===== DATA EXTRACTS
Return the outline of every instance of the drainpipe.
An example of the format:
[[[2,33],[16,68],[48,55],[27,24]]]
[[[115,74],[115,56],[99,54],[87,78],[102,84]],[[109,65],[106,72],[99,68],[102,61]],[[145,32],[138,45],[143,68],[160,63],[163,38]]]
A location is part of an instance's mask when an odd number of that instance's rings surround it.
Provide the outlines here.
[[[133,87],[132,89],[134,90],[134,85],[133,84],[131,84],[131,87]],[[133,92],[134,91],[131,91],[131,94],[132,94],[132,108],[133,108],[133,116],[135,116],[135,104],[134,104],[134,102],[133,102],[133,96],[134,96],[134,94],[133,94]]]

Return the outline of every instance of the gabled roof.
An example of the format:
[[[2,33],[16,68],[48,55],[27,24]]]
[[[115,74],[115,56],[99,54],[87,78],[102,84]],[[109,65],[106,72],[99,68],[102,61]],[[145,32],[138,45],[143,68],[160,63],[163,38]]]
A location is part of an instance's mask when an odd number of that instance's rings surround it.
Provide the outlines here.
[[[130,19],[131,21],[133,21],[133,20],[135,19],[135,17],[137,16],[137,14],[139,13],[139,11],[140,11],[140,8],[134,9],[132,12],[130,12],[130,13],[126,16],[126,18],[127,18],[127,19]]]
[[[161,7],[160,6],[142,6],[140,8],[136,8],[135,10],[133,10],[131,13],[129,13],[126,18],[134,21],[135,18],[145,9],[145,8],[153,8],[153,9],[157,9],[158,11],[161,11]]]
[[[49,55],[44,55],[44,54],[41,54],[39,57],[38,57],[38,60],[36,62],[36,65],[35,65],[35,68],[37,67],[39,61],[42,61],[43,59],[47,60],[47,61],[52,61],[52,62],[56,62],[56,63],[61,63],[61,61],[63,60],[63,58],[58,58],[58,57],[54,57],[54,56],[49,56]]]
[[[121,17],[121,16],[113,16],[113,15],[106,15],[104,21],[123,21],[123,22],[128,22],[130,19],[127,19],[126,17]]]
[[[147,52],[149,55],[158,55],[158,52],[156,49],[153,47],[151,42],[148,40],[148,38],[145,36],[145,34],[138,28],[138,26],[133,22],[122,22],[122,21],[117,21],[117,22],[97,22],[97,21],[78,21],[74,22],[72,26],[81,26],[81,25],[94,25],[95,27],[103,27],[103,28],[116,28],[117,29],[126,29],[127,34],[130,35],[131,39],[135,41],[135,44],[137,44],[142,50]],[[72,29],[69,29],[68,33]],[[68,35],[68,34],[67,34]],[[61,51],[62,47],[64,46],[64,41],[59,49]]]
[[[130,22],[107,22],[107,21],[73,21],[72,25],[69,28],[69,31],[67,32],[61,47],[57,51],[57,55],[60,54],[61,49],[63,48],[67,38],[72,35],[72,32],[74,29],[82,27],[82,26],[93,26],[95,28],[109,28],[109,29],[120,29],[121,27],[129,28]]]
==========
**WHAT IS BEING ASKED:** Only a number is asked for here: the count of lines in the records that hold "instance".

**TASK RESULT:** 4